● **WHAT THE TASK REQUIRES**
Copy the passage of the forum thread on befriending someone with ADHD from "I have ADD and" to "and for me!!!!".

● **PROVIDED TEXT**
Thanks for your replies!!!!!!!
How do I know if I am pushing???????
I dont want to push. Just want to be a friend.
what she said!
don't push, don't feel bad when you get ignored, don't take it personal when you don't hear from her for awhile.
my sense of time is very different. 5 mins to wait is forever, 3 wks. can pass in what seems like a day.
also, i am very suspicious of anyone who tries too hard to get to know me. chase me, and i'll run!
I know that I do not have many friends and most of the ones I do also have ADD. All I can suggest is don't expect to much from her. I'm not the forgetful type but many ADD/HDers are, so forgive her if shes late or doesn't show. You may even want to remind her, or pick her up when going places. Also, if you don't talk to her for a couple of days or weeks don't assume she doesn't care. If your feelings are easily hurt you might be in for a rough ride many of us have a way of being rude, brash, opinionated or abrupt or alot of things can sometimes set us off. Don't take it personally. Honesty look at what you expect out of a friendship with her and then if you are able throw those expectations out the door and be willing to accept what she is willing to give you guys should be fine. If you push her you will probably lose her because the number one thing with most of us is we hate to be pushed into a corner.I would like some advice on how to be a friend to someone that has adhd. I just started a friendship with someone who has adhd-inattentive type. I do not have adhd. I do want to be a friend and I want to understand more. I want to be understanding, but she just does not seem to have the time. She has told me that she doesnt talk to her friends often, but how can I get to know her if I dont get to talk to her? Can anyone offer me some advice or help on what I can do to make it easier on my friend? Or let her see that I want to try?
I have ADD and I have a couple of good friends. I can talk to them for hours and then for weeks we don't talk. But if one of us calls, we can still talk for hours like nothing ever happened inbetween! They are very understanding and they laugh with me when I make silly mistakes. They love me for my spontenaeity and for my talents and for me!!!!

● **MATERIAL PROVIDED**
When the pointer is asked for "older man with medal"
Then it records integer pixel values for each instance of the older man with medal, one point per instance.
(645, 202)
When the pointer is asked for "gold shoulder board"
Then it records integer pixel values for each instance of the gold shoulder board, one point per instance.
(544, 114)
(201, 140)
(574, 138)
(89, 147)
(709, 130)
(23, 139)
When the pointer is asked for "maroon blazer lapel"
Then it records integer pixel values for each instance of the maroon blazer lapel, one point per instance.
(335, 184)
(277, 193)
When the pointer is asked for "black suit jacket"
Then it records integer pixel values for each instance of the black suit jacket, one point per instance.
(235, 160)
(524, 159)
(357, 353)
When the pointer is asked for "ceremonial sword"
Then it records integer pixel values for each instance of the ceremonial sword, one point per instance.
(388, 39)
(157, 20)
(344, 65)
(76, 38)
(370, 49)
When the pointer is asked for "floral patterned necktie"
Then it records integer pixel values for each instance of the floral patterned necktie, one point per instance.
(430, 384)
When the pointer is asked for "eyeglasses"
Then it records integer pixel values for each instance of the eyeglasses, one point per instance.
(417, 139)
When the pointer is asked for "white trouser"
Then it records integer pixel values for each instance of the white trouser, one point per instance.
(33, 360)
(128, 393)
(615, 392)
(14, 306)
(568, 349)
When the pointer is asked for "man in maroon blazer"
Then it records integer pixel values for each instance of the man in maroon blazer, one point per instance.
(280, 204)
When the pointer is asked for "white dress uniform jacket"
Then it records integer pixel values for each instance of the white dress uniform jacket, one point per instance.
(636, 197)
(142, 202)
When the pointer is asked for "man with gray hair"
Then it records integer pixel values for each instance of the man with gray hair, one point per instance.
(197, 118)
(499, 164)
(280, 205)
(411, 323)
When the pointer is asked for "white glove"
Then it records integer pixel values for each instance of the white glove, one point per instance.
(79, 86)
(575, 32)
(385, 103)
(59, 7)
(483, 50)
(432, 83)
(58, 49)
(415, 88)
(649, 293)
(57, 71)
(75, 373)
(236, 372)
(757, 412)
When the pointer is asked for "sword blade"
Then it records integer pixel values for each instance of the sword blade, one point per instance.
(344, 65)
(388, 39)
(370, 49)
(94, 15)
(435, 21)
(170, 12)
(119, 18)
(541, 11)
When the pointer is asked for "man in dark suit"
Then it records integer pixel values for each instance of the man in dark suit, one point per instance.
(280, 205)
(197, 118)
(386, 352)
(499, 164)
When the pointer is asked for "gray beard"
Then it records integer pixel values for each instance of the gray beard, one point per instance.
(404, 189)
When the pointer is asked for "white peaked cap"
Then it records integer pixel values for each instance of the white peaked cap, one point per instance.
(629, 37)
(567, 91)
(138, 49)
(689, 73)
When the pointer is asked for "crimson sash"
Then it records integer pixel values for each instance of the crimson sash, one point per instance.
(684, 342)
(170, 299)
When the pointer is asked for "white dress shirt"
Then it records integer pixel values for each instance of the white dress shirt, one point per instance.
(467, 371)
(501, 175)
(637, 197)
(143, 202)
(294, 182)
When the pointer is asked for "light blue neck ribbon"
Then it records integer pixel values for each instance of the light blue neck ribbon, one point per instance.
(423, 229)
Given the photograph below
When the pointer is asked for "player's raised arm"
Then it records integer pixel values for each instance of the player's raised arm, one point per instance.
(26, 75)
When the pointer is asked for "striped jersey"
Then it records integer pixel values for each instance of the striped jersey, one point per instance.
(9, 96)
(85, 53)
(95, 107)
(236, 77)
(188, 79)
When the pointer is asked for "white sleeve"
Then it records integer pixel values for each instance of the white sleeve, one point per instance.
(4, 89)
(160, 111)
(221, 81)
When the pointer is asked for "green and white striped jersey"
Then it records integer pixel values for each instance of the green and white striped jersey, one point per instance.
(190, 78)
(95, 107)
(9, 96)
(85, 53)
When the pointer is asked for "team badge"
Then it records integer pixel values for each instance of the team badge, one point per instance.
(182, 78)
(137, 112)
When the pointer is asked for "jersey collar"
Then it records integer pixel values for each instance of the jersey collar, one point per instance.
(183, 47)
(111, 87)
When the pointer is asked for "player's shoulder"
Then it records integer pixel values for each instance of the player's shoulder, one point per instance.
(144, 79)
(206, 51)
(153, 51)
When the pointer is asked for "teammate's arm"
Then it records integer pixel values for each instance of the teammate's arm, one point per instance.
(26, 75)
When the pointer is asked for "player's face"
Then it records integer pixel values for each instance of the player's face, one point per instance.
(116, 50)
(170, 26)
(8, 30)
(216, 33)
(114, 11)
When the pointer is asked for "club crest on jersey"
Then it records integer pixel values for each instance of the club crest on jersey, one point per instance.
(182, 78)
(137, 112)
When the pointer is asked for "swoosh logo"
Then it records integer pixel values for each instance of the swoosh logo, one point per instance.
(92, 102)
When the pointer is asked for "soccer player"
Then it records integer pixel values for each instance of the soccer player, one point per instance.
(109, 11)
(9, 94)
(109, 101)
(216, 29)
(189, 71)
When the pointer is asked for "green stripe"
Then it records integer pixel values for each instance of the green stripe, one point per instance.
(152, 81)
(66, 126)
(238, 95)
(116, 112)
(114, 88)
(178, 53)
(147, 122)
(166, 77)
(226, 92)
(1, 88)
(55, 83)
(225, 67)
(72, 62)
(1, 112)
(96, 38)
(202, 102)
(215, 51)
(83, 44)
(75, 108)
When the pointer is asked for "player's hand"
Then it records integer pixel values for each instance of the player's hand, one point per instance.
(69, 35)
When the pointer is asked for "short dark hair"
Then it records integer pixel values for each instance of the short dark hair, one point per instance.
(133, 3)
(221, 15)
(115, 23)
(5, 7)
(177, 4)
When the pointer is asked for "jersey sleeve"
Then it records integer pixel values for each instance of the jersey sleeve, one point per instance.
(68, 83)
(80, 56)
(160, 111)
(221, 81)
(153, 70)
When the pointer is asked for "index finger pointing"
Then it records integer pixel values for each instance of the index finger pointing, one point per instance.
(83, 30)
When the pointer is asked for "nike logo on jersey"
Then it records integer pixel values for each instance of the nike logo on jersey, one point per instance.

● **ANSWER FOR THIS EXERCISE**
I have ADD and I have a couple of good friends. I can talk to them for hours and then for weeks we don't talk. But if one of us calls, we can still talk for hours like nothing ever happened inbetween! They are very understanding and they laugh with me when I make silly mistakes. They love me for my spontenaeity and for my talents and for me!!!!